§ Work order 1: Pull from the Sin City review the passage that begins with the words containing "It takes place" and ends with "deco futuristic world.", copying it word for word.
§ Work order 2: According to the Sin City review, why is Basin City nicknamed Sin City? Answer in one to three sentences.
§ Work order 3: Write what comes next in the Sin City review, picking up after its final sentence.

§ Document passage:
□ □ □

Frank Miller's Sin City

The Sin City Series is what made me a believer in graphic novels, hard boiled fiction and all things cool. When Frank Miller wrote it, he had Mickey Spillane whispering in his ear as well as the ghosts of many sci fi and horror writers. What I like most about the series is the setting.

It takes place in a ficticious locale called Basin City, nick named  Sin City because of all the crime and corruption that exists. The city is made to look like a dark noirish art deco futuristic world.

The characters in the stories are a mix of hard-boiled cops, hoods and sword weilding chop socky prostitutes.

My favorite story of the bunch is The Hard Goodbye which features the most hardboiled noirish character of them all:Marv. Marv is Mike Hammer after he has had too many punches to the head and is now a half wit. He is big and lumbering and has a face that a mother could only not love, she wouldn't be able to look at it without screaming. But buried deep inside all of that tangled muscle and scar tissue, is Marv's good heart.

 In The Hard Goodbye Marv wakes up in the morning and finds Goldie, the woman he met the night before lying dead in sheets caked with her own blood. Marv manages to get out of there before the police break down his door and has a brain still functional enough to figure out that someone may have framed him. The rest of the story consists of him hunting down Goldie's killer and uncovering a political conspiracy. Even though the tale is derivative of Mickey Spillane's I The Jury, it still works.

□ □ □

§ Entries provided:
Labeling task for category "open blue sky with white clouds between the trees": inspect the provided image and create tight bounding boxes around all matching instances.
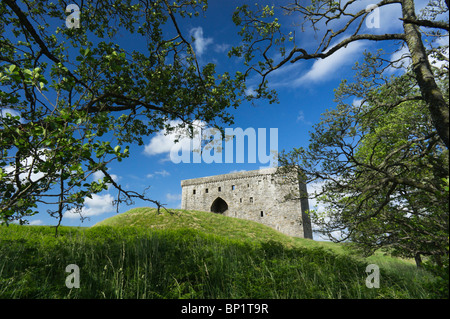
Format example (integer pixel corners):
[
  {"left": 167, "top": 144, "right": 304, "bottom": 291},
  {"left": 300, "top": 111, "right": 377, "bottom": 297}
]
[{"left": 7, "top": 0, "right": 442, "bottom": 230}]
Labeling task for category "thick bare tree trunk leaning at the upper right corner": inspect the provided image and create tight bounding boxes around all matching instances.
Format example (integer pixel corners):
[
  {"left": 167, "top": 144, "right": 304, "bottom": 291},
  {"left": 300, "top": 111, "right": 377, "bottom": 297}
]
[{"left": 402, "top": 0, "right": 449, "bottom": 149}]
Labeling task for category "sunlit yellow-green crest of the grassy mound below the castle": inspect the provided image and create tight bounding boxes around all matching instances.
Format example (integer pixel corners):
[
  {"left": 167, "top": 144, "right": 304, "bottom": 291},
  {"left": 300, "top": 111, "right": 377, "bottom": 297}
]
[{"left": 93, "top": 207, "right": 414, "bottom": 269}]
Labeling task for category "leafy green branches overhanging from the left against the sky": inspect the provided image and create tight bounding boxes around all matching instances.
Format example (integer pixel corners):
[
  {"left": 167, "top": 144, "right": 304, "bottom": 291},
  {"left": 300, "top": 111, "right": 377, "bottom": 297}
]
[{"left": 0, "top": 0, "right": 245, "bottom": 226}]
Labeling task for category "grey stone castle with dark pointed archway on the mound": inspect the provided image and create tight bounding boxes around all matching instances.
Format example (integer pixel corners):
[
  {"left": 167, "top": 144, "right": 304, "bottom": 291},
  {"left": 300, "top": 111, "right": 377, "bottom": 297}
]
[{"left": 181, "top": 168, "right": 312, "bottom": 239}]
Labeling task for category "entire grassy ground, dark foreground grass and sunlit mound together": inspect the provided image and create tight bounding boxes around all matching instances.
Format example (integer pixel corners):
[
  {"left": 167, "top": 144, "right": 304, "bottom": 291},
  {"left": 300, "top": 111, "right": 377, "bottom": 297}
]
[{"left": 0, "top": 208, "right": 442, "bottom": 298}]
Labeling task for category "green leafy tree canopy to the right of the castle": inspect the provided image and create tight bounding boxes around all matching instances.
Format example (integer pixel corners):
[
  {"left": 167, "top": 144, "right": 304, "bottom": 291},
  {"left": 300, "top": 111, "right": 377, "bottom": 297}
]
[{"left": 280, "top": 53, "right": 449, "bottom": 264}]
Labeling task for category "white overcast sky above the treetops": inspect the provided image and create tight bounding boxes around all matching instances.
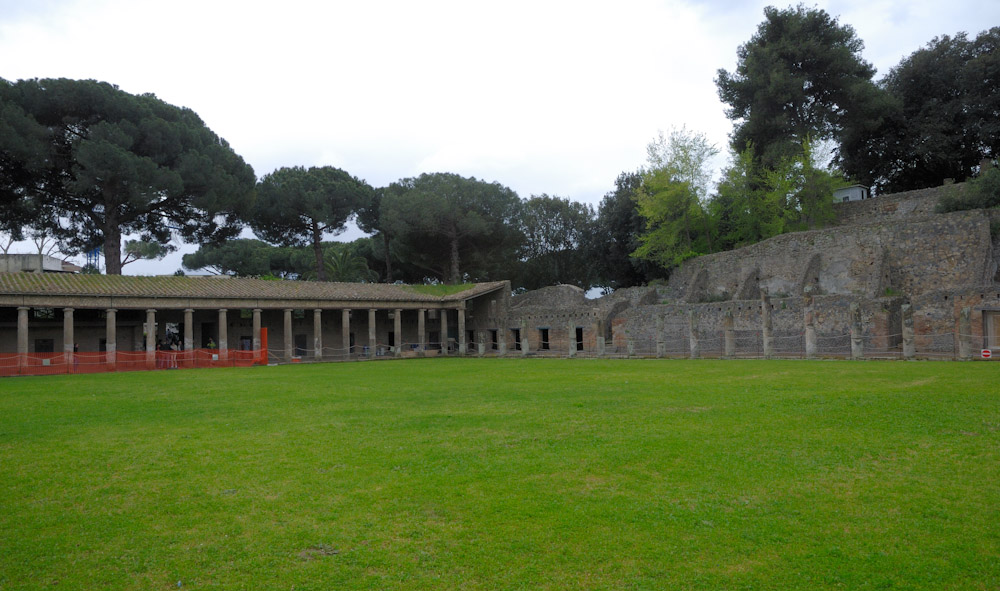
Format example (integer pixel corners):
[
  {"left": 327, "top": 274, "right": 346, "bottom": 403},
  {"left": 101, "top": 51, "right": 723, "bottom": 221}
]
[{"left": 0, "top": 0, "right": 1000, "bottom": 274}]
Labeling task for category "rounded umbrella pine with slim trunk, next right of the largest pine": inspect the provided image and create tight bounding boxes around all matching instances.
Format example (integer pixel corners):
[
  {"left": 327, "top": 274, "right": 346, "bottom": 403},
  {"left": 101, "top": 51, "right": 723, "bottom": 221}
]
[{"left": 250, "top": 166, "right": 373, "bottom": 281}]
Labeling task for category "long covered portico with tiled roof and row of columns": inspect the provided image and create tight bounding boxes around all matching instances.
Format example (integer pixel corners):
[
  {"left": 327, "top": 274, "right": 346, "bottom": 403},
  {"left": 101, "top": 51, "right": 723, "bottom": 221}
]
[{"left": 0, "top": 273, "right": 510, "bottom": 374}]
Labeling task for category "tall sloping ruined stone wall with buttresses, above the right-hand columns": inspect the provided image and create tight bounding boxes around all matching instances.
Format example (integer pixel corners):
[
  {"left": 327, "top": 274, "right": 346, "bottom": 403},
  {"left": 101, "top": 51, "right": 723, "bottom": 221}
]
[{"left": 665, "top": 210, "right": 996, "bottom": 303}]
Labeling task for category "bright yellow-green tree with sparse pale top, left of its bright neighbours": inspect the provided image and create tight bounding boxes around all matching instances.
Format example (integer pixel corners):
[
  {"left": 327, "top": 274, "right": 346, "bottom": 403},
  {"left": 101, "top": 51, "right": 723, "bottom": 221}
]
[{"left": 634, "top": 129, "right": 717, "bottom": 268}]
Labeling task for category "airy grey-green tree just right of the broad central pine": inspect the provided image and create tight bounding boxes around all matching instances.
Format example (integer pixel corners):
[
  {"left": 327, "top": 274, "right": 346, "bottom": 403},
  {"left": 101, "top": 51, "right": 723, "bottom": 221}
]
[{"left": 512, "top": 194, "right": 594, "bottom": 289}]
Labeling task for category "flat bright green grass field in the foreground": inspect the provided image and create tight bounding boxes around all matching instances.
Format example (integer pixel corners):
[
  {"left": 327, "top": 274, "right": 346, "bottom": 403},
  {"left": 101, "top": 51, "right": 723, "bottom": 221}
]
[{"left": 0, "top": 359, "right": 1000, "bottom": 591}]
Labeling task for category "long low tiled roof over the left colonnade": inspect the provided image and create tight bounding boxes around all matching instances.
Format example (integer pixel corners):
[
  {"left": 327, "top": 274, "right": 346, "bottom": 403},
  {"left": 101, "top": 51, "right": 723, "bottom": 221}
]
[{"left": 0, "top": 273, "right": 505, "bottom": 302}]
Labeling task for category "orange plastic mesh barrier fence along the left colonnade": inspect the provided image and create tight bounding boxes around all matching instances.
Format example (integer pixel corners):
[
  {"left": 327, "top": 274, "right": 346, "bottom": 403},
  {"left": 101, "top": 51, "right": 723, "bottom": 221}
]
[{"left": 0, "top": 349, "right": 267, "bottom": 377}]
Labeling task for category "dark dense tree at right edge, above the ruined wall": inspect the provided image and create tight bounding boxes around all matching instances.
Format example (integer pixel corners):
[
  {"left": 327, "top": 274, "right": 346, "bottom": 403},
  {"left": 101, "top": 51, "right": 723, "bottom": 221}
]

□ □ □

§ Exercise answer 1:
It takes place in a ficticious locale called Basin City, nick named  Sin City because of all the crime and corruption that exists. The city is made to look like a dark noirish art deco futuristic world.

§ Exercise answer 2: Basin City is nicknamed Sin City because of all the crime and corruption in it.

§ Exercise answer 3:
The other story that I like isA  Dame to kill For. This features a sleazy private eye who gets into all sorts of trouble when a woman from his past shows up and needs his help.

Sin City has many attributes that I like. The artwork is great in that it is black and white and has an expressionistic feel. I also like the fact that the stories have different main characters but they interact with chraracters from previous stories. For instance, the main character Dwight briefly encounters Marv in a bar beating someone senseless. He remarks about Marv always attracting needless trouble.

I like this because it gives the reader a chance to see characters from other character'spoints of view. It is something that I will do in future stories of mine.

This is a series that I wish I wrote but didn't. So, instead, I wrote Huey Dusk to make up for that fact. Frank Miller has written other graphic novels but this is his best.